→ Task details: Each record below is to be output unchanged, and any picture is to be dropped.

→ Given entries:

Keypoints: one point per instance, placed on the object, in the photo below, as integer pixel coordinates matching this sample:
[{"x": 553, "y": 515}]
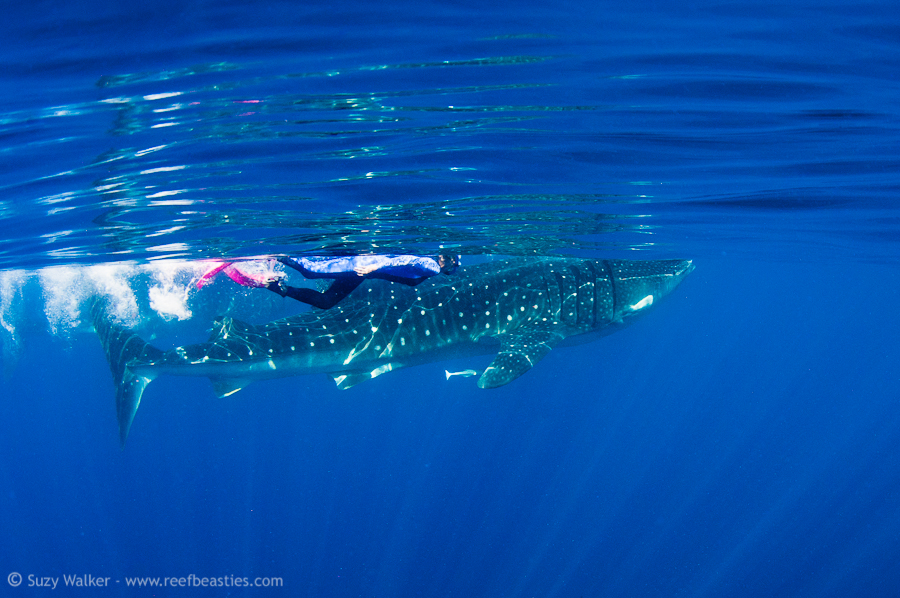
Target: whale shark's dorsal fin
[{"x": 519, "y": 352}]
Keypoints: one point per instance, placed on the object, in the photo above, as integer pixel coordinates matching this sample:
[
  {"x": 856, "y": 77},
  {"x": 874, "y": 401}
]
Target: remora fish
[
  {"x": 519, "y": 309},
  {"x": 462, "y": 374}
]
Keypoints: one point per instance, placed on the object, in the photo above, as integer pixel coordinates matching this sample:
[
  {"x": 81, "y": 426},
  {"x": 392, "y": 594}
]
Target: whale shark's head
[{"x": 641, "y": 284}]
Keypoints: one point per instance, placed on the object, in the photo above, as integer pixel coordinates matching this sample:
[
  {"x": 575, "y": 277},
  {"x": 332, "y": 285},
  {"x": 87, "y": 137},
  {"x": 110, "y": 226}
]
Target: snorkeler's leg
[{"x": 339, "y": 289}]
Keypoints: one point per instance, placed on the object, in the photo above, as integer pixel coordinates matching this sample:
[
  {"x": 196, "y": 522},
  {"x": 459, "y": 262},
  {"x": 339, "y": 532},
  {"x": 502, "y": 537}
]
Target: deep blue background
[{"x": 741, "y": 440}]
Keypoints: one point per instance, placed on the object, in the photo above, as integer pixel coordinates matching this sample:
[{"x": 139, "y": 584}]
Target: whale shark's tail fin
[{"x": 124, "y": 351}]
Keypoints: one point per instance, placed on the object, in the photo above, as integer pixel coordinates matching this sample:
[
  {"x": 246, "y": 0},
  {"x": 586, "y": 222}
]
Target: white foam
[{"x": 173, "y": 282}]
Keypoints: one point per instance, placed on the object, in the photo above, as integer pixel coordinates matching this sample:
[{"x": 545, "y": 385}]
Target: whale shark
[{"x": 518, "y": 310}]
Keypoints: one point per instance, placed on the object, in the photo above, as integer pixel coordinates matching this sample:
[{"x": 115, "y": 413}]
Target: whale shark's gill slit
[
  {"x": 593, "y": 299},
  {"x": 612, "y": 286}
]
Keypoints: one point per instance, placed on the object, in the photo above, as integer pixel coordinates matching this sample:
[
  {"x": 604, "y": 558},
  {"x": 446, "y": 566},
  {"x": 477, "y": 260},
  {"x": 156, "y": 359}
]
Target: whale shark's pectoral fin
[
  {"x": 226, "y": 326},
  {"x": 519, "y": 352},
  {"x": 225, "y": 387},
  {"x": 346, "y": 380}
]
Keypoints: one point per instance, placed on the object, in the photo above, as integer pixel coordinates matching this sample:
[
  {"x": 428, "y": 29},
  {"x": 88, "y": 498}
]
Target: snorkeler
[{"x": 349, "y": 272}]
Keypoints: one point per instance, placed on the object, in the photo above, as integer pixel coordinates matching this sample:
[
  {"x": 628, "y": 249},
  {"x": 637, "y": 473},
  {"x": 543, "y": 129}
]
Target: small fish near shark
[{"x": 518, "y": 309}]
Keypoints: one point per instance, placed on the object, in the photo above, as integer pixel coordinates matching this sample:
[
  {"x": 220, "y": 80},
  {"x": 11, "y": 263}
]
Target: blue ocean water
[{"x": 740, "y": 440}]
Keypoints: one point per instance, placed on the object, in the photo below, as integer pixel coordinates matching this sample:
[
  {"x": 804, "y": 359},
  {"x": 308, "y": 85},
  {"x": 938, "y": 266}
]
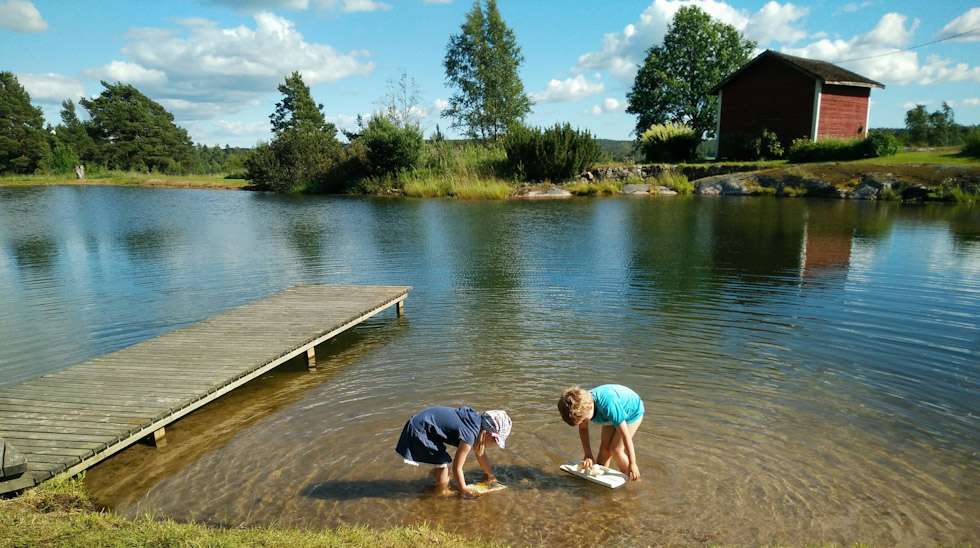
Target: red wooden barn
[{"x": 794, "y": 97}]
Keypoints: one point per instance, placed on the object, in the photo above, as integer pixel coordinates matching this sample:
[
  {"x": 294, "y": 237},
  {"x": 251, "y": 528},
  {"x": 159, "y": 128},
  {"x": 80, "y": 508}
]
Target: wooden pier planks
[{"x": 72, "y": 419}]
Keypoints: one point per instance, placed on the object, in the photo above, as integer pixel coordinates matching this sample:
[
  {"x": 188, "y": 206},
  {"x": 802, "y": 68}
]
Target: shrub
[
  {"x": 971, "y": 143},
  {"x": 389, "y": 148},
  {"x": 880, "y": 144},
  {"x": 669, "y": 143},
  {"x": 553, "y": 154}
]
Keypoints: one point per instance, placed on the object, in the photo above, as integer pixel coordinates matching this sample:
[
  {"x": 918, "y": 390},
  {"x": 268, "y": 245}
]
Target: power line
[{"x": 910, "y": 48}]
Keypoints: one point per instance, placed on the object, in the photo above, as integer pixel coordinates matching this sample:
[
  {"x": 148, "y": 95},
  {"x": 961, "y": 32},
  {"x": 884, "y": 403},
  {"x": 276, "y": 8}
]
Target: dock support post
[{"x": 158, "y": 438}]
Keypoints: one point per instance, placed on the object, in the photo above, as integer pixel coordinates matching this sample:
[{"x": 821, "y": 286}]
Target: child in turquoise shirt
[{"x": 618, "y": 410}]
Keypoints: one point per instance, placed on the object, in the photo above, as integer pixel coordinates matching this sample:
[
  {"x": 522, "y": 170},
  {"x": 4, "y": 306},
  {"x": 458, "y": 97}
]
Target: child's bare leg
[
  {"x": 605, "y": 445},
  {"x": 441, "y": 475}
]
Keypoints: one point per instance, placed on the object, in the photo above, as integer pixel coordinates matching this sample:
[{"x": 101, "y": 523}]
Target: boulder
[{"x": 12, "y": 463}]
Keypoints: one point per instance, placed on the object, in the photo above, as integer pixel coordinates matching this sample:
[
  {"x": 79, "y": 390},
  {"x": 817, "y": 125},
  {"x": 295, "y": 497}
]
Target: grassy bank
[
  {"x": 120, "y": 178},
  {"x": 59, "y": 513}
]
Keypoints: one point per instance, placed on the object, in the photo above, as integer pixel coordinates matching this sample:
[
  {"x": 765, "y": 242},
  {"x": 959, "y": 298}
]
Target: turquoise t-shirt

→ Written response:
Keypoints: one point per instance, placed on the object, in the photo below, as integer pixel coordinates matching this sample:
[{"x": 553, "y": 515}]
Target: whale shark's dorsal fin
[{"x": 519, "y": 352}]
Keypoints: one point per instance, placed on the object, in the photo above, as integer pixel coordinates matching this sample:
[
  {"x": 856, "y": 77},
  {"x": 874, "y": 401}
]
Target: remora fish
[
  {"x": 519, "y": 309},
  {"x": 462, "y": 374}
]
Keypoints: one point per instance, placed on the object, in the photo above, as integer pixel coordinates matching this sample:
[
  {"x": 81, "y": 426},
  {"x": 392, "y": 594}
]
Target: whale shark's head
[{"x": 641, "y": 284}]
Keypoints: one point per instance, placed on the object, in the photo above, as integer pixel coordinates matching this sample:
[
  {"x": 575, "y": 277},
  {"x": 332, "y": 285},
  {"x": 87, "y": 137},
  {"x": 110, "y": 226}
]
Target: snorkeler's leg
[{"x": 339, "y": 289}]
Keypoints: one point per instance, placed on the object, in the photo above, as integer pixel coordinates matching this sample:
[
  {"x": 196, "y": 522},
  {"x": 459, "y": 262},
  {"x": 339, "y": 532},
  {"x": 502, "y": 537}
]
Target: deep blue background
[{"x": 741, "y": 440}]
Keypoints: one point per instance, placed on the object, in the photo above, as integer pixel coordinates matching this sample:
[{"x": 139, "y": 584}]
Target: whale shark's tail fin
[{"x": 124, "y": 351}]
Keypoints: one point per instance, placed on the object, in the photo above, as integer pixel coordinates matching this sample:
[
  {"x": 246, "y": 0},
  {"x": 586, "y": 222}
]
Target: white foam
[{"x": 173, "y": 282}]
Keypoints: one point per instance, placed on the object, in the photo above, as integer pixel coordinates matching this sample:
[{"x": 545, "y": 385}]
Target: whale shark
[{"x": 518, "y": 310}]
Keypoints: one point per instance, placed on the object, in the photo above, as integer pixel coordinates matching this sample:
[{"x": 115, "y": 413}]
Target: whale shark's gill slit
[
  {"x": 593, "y": 299},
  {"x": 612, "y": 286}
]
Keypoints: one point per instance, placed on the object, in the photo above, as integer pixel coordinates matching this sample:
[
  {"x": 604, "y": 558},
  {"x": 446, "y": 566},
  {"x": 477, "y": 260},
  {"x": 156, "y": 359}
]
Target: whale shark's pectoral fin
[
  {"x": 226, "y": 326},
  {"x": 519, "y": 352},
  {"x": 225, "y": 387},
  {"x": 346, "y": 380}
]
Keypoints: one point per instance, placed on the object, in the photo above, as integer pixel coordinates matching this sample:
[
  {"x": 428, "y": 29},
  {"x": 88, "y": 498}
]
Target: snorkeler
[{"x": 349, "y": 272}]
Keypoints: one point per instance, placed on the object, in the photo above, as integer pixel coordinates matching this sample:
[
  {"x": 628, "y": 249},
  {"x": 637, "y": 473},
  {"x": 543, "y": 129}
]
Target: small fish near shark
[{"x": 518, "y": 309}]
Keypoints: one point per instance, placed on the object, in the photo above, as integer pixel coordinates matching this sample:
[
  {"x": 220, "y": 80},
  {"x": 11, "y": 263}
]
Target: blue ocean water
[{"x": 740, "y": 440}]
Keypoints: one point per instance, placed on the object, in the photo below, as integer pixel coordinates matching this sample:
[
  {"x": 804, "y": 359},
  {"x": 308, "y": 85},
  {"x": 938, "y": 266}
]
Target: red wooden barn
[{"x": 794, "y": 97}]
Keypoints: one point per instance, placed on the object, in the photo above, as integer pixel coordinates matching this sample:
[
  {"x": 294, "y": 237},
  {"x": 251, "y": 528},
  {"x": 159, "y": 128},
  {"x": 80, "y": 508}
]
Target: wooden pier planks
[{"x": 72, "y": 419}]
Keypoints: one point per instance, placed on the object, in the photo above, as integer pixel coordinates matching this sample:
[
  {"x": 188, "y": 206},
  {"x": 802, "y": 68}
]
Target: shrub
[
  {"x": 971, "y": 143},
  {"x": 389, "y": 148},
  {"x": 880, "y": 144},
  {"x": 669, "y": 143},
  {"x": 553, "y": 154}
]
Keypoints: one point per instance, placed on the object, in the photo above, as integer pixel coordinates matching this sample:
[
  {"x": 918, "y": 390},
  {"x": 268, "y": 245}
]
Target: power line
[{"x": 910, "y": 48}]
Keypoints: one point per instance, placed on the object, in the photo above, as integer pixel coordinates matching this sample:
[
  {"x": 148, "y": 95},
  {"x": 961, "y": 32},
  {"x": 884, "y": 403},
  {"x": 276, "y": 8}
]
Target: dock support post
[{"x": 158, "y": 438}]
Keypoints: one point per instance, placed on the object, in the photo above, as integer pixel coordinates matching this sample:
[{"x": 821, "y": 286}]
Target: child in turquoise shirt
[{"x": 618, "y": 410}]
Keypoints: one point per instance, placed on the object, in the photo above, as integer pixel coordinates matching this sample:
[
  {"x": 522, "y": 170},
  {"x": 4, "y": 306},
  {"x": 458, "y": 97}
]
Target: child's bare leg
[
  {"x": 605, "y": 445},
  {"x": 441, "y": 475}
]
Keypoints: one point per instance, placed on the object, in the photo above, as integer pixel coordinates matching this sample:
[{"x": 101, "y": 523}]
Target: boulder
[{"x": 12, "y": 463}]
Keypoints: one point per instance, placed on the object, in the photo above, as integer pixel coordinates matching this sample:
[
  {"x": 79, "y": 390},
  {"x": 817, "y": 125},
  {"x": 295, "y": 497}
]
Target: grassy bank
[
  {"x": 120, "y": 178},
  {"x": 59, "y": 513}
]
Keypoints: one point per instance, placed on the object, in the photo above, as integer pixel coordinates matching this sample:
[
  {"x": 765, "y": 242},
  {"x": 959, "y": 298}
]
Target: turquoise t-shirt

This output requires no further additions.